● Source extract:
A consortium of rivals are gathering to impede media tycoon Rupert Murdoch's bid to gain total control of cable outlet BSkyB. Murdoch's News Corp enterprise currently owns 39% of the pay TV platform, but has been publicly challenged by rivals the BBC and Channel 4, in association with Brit newspaper The Guardian, known to wear its tin-foil hat proudly.
The anti-Murdoch consortium wrote to the British government last week protesting the possibility that Murdoch could gain so much control over UK TV content, not least because he arguably has deeper pockets than any of the contrary parties as far as purchasing sports and first-run rights on popular foreign (i.e. US) shows. Producer David Putnam added his voice to the protest along with The Daily Mail, The Daily Telegraph and British Telecom.
The fact that such a disparate and opposing group of interests have united so solidly in this cause indicates a deep level of feeling, but more importantly a terrible fear that a superpower PayTV channel driven by an impetuous billionaire could turn all practical British alternative TV outlets into a second-class ghetto in terms of ratings and the influencing of public opinion.
Murdoch's history of cutting the price of his newspapers is behind the press's contribution to the cause, and to a certain extent this is all reminiscent of the furore in the sea-change from practical to digital newspaper production in London's Wapping in the early 1980s, engendering protracted but ultimately futile strikes from the pre-digital technicians who were made jobless by new, computerised automation of magazine and newspaper production.
"Current worries among publishing houses that magazines and newspapers will succumb to the digital written word on the internet are perhaps analogous to Victorian fears about mechanical horses taking over from real horses in the drawing of carriages. The point is being missed, the wrong fear being indulged."
The most interesting aspect of this is where Murdoch sees future audiences re-gathering. With an increase of video content on the internet and the phenomenon of the BBC's iPlayer and rival equivalents, it could be that the locus of pending change in media delivery is not a direct shift from hard-print to web-print, but from hard-print to the increasing diminution of print in any form, digital or otherwise.

● Material provided:
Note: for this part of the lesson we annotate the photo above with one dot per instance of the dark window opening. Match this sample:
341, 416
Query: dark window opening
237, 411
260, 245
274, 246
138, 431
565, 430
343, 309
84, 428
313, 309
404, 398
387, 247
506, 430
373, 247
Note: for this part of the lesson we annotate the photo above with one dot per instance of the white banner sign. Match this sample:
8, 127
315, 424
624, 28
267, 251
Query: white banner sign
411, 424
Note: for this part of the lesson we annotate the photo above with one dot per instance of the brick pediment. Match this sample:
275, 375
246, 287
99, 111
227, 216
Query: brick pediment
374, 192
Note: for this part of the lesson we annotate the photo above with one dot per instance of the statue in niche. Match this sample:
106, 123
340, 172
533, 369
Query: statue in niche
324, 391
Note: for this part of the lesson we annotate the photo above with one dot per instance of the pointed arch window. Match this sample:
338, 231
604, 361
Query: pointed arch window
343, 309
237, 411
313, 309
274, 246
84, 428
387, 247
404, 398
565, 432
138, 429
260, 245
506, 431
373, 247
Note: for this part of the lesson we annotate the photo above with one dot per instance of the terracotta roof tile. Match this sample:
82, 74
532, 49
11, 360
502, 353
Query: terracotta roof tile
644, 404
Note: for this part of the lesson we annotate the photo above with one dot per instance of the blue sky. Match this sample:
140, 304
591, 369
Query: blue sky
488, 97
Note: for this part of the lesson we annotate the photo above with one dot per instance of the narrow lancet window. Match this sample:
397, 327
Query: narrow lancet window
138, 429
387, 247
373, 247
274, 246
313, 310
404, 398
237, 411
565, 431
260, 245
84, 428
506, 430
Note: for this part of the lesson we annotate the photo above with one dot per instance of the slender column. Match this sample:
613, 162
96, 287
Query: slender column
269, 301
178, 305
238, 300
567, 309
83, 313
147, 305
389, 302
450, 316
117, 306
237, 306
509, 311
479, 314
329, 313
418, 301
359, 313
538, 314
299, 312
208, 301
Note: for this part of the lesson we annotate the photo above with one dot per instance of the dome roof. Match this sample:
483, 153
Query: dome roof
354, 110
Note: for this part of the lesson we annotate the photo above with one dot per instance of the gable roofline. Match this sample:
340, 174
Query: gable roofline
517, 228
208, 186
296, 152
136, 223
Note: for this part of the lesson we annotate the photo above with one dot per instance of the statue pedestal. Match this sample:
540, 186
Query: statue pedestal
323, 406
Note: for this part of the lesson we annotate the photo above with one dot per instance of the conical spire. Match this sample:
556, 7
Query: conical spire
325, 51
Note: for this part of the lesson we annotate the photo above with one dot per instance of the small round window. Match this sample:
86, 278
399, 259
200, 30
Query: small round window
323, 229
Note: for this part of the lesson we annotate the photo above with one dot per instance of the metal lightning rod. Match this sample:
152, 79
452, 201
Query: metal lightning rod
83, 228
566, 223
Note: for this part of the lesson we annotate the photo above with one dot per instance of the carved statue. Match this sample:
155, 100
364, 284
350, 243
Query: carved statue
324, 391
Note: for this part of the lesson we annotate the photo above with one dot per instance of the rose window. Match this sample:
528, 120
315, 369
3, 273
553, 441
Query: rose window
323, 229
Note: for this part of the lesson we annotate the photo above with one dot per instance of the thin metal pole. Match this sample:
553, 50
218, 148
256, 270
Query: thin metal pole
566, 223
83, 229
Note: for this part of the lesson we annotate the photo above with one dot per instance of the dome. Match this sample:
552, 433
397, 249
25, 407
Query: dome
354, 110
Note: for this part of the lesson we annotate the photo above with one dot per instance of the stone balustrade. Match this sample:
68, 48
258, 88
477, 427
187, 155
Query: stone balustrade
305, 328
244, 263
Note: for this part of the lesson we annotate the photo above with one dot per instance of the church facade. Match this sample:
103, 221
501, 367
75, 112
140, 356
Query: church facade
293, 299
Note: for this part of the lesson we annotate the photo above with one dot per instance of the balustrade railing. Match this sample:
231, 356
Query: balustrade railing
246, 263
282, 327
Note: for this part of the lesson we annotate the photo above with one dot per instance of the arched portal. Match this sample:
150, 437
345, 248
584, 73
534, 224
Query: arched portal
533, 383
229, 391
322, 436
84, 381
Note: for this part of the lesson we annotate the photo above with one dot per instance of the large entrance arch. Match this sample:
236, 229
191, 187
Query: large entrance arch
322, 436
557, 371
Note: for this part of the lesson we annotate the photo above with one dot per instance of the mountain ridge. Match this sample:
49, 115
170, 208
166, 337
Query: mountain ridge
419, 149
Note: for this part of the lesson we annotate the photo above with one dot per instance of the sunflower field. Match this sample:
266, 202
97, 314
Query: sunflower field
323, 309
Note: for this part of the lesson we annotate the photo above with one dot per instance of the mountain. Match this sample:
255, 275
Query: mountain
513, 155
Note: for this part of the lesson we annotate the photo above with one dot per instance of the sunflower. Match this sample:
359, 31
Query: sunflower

● Exercise objective:
Answer these from the article on Murdoch's BSkyB bid:
1. What percentage of BSkyB does News Corp currently own?
2. Which producer joined the protest?
3. In what part of London did newspaper production shift to digital in the early 1980s?

● Written response:
1. 39%
2. David Putnam
3. Wapping